§ **EXERCISE PROMPT**:
The entries below must be returned exactly as they stand.

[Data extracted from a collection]

═══

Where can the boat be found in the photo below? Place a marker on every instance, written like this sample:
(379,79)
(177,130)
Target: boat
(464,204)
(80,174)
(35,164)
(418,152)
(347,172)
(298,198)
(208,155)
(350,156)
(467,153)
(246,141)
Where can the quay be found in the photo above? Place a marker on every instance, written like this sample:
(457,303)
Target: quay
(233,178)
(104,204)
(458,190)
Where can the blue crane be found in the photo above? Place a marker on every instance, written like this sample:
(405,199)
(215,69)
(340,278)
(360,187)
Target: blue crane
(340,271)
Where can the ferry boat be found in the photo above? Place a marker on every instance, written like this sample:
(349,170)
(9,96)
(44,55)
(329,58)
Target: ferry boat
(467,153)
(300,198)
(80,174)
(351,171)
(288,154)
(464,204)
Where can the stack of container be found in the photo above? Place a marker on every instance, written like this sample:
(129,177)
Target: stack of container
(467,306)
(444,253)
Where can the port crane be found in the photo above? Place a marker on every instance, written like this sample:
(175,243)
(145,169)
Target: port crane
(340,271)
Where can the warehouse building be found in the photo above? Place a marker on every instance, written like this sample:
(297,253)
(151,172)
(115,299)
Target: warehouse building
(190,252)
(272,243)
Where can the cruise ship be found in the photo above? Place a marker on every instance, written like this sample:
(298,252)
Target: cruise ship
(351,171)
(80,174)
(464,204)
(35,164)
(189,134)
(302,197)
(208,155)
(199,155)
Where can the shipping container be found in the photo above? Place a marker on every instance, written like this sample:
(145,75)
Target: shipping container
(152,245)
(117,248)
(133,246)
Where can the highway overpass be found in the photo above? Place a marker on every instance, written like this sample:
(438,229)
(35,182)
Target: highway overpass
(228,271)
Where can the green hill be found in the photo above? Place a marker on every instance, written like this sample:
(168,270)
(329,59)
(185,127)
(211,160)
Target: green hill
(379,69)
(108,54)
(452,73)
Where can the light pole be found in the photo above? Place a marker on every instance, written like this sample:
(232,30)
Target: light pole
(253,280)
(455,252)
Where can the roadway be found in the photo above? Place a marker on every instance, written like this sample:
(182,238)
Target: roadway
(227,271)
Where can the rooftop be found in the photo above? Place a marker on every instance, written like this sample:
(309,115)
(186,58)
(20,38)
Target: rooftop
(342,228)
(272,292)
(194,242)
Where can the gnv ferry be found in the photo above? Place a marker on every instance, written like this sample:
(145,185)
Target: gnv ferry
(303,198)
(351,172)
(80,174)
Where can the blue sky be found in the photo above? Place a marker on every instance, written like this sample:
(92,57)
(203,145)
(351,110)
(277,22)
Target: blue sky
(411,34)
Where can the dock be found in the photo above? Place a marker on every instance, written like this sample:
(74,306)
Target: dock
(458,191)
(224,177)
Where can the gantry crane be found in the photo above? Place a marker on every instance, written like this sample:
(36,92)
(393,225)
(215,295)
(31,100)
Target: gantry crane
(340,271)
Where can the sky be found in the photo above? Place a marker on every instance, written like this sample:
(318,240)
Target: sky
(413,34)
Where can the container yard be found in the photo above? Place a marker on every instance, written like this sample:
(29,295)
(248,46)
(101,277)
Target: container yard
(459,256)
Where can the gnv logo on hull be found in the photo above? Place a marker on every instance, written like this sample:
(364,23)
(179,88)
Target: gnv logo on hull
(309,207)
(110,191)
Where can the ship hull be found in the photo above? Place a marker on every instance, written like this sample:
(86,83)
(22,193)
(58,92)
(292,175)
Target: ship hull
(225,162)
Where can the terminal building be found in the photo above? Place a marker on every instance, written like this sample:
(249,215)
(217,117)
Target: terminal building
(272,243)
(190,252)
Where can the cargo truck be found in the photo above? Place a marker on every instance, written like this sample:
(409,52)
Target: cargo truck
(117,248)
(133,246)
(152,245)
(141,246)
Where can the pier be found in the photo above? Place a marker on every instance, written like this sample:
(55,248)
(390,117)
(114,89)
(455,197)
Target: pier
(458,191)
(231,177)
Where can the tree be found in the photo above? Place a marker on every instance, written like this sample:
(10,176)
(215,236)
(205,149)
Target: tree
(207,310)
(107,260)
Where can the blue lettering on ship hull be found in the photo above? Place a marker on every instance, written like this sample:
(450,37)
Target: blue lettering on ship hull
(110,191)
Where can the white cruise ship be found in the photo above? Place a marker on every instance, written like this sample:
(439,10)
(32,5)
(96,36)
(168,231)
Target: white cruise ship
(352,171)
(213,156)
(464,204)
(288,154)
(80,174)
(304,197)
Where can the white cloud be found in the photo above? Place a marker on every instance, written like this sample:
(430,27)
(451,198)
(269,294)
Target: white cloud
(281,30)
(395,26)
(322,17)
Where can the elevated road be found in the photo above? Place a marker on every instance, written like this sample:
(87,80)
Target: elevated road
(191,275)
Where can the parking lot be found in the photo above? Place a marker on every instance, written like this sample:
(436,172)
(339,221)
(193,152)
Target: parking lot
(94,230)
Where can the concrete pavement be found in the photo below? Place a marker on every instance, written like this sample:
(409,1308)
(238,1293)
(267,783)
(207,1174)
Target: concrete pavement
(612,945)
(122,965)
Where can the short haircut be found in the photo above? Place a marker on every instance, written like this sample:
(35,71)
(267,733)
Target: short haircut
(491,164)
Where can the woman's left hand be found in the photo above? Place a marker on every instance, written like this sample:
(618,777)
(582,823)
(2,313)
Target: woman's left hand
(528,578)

═══

§ **FINAL ANSWER**:
Where can the boat be found in the photo below? Place a marker on every instance, written like this sample:
(379,79)
(177,130)
Target: boat
(464,204)
(80,174)
(35,164)
(418,152)
(347,172)
(298,198)
(208,155)
(350,156)
(467,153)
(246,141)
Where can the quay be found in the photo above? Place a marker on every instance, written like this sample:
(457,303)
Target: quay
(233,178)
(104,204)
(458,190)
Where can the blue crane be found in the photo above? Place a marker on every instance, written like this sample:
(405,199)
(215,69)
(340,278)
(360,187)
Target: blue crane
(340,271)
Where can the ferry boat be found in the photo above? Place a marker on every instance, written like this sample:
(349,170)
(9,96)
(44,55)
(329,58)
Target: ferry boat
(467,153)
(300,198)
(80,174)
(351,171)
(288,154)
(464,204)
Where can the stack of container be found in the photo above? Place a marker on every instance, written like this sample:
(129,177)
Target: stack of container
(467,306)
(444,253)
Where can the port crane be found in the photo above? Place a marker on every instance, written like this sample:
(175,243)
(145,169)
Target: port crane
(340,271)
Where can the warehouse building be found in the photo above? Place a marker on every instance, written like this sample:
(297,253)
(151,172)
(115,299)
Target: warehouse building
(190,252)
(272,243)
Where can the cruise ship be found in the photo above? Place a marker on every instance, written like this sample:
(298,252)
Target: cruise ship
(351,171)
(80,174)
(464,204)
(35,164)
(189,134)
(302,197)
(208,155)
(199,155)
Where can the shipping container be found in the photo above? Place a marker on every instance, written like this sample:
(145,75)
Target: shipping container
(152,245)
(117,248)
(133,246)
Where can the highway overpass be found in the photo above? Place a marker on every instance, written like this sample:
(438,229)
(35,182)
Target: highway overpass
(228,271)
Where can the green hill be found in the photo above? Place a marker on every instance, written like this sample:
(168,270)
(329,59)
(185,127)
(211,160)
Target: green hill
(379,69)
(108,54)
(452,73)
Where can the light pole be found in the photo above? Place a marker on every instance, written like this sample:
(232,30)
Target: light pole
(253,280)
(455,252)
Where can the roadway be found in the photo above? Place a marker on every instance, written like this sample:
(182,238)
Target: roadway
(227,271)
Where can the rooftop be found in the photo above? Place a marker on every instance, written like this sample:
(309,115)
(186,58)
(20,38)
Target: rooftop
(342,228)
(272,292)
(194,242)
Where can the gnv ferry be found in the photo above? Place a marker on every instance, written like this sample:
(145,185)
Target: gnv ferry
(303,198)
(351,172)
(80,174)
Where can the blue sky be found in the photo above? Place a marker on every instance, written like this sample:
(92,57)
(203,145)
(351,110)
(277,22)
Target: blue sky
(411,34)
Where can the dock be found in the photo above? Place a marker on every instance, written like this sample:
(74,306)
Target: dock
(458,191)
(224,177)
Where can the gantry crane be found in the photo above? Place a marker on every instance, written like this sample:
(36,92)
(393,225)
(215,295)
(31,100)
Target: gantry crane
(340,271)
Where can the sky be found in the photo above? Place a marker on every instance, written like this sample:
(318,240)
Target: sky
(413,34)
Where can the container yard be found in the photo above? Place a marker on every instance, written like this sample:
(29,295)
(248,46)
(101,277)
Target: container yard
(459,256)
Where can the gnv logo on hull be found in the photo above? Place a marker on every instance, written like this sample:
(364,23)
(179,88)
Target: gnv logo on hull
(309,207)
(110,191)
Where can the ship hull be found in the photo above? Place a marker on every instance, written like this sample:
(86,83)
(22,193)
(58,92)
(292,175)
Target: ship hull
(225,162)
Where can the terminal building be found in the photo above? Place a marker on every instance, written like this sample:
(249,215)
(217,117)
Target: terminal building
(272,243)
(190,252)
Where can the cargo truck be found in the photo above? Place a marker on every instance, written like this sample:
(409,52)
Target: cargo truck
(117,248)
(133,246)
(152,245)
(141,246)
Where can the pier be found in the photo above? Place a marker on every instance, written like this sample:
(55,248)
(390,117)
(114,89)
(455,197)
Target: pier
(458,191)
(231,177)
Where can the tree be found in the photo above? Place a marker on every instance, written like this sample:
(10,176)
(215,236)
(205,149)
Target: tree
(207,310)
(107,260)
Where can the blue lettering on ship hull be found in the photo above? Place a marker on every instance, written like this sample:
(450,37)
Target: blue lettering on ship hull
(110,191)
Where can the white cruise ship be found in the photo above? Place a marker on every instance, written like this sample:
(439,10)
(32,5)
(96,36)
(168,231)
Target: white cruise ship
(352,171)
(213,156)
(464,204)
(288,154)
(80,174)
(304,197)
Where can the white cloud be found in the photo above? Place a marker on every instance, written like this sample:
(430,27)
(451,198)
(269,294)
Target: white cloud
(281,30)
(395,26)
(322,17)
Where can the elevated road be found in the photo above? Place a marker on every instance, written like this sample:
(87,80)
Target: elevated road
(191,275)
Where can the parking lot be found in the photo above? Place a marker on every instance, written like this sample:
(436,172)
(339,221)
(193,152)
Target: parking lot
(94,230)
Where can the concrete pavement be found in the photo below? Place a marker on every instance, written like this sample:
(409,1308)
(238,1293)
(267,783)
(207,1174)
Target: concrete pavement
(612,945)
(122,965)
Where can the short haircut be found in the photo above? Place a marker on every instance, written like this sample:
(35,71)
(267,733)
Target: short haircut
(491,164)
Where can the woman's left hand be found in the photo above? Place a marker on every instance, written like this sample:
(618,777)
(582,823)
(2,313)
Target: woman's left hand
(528,578)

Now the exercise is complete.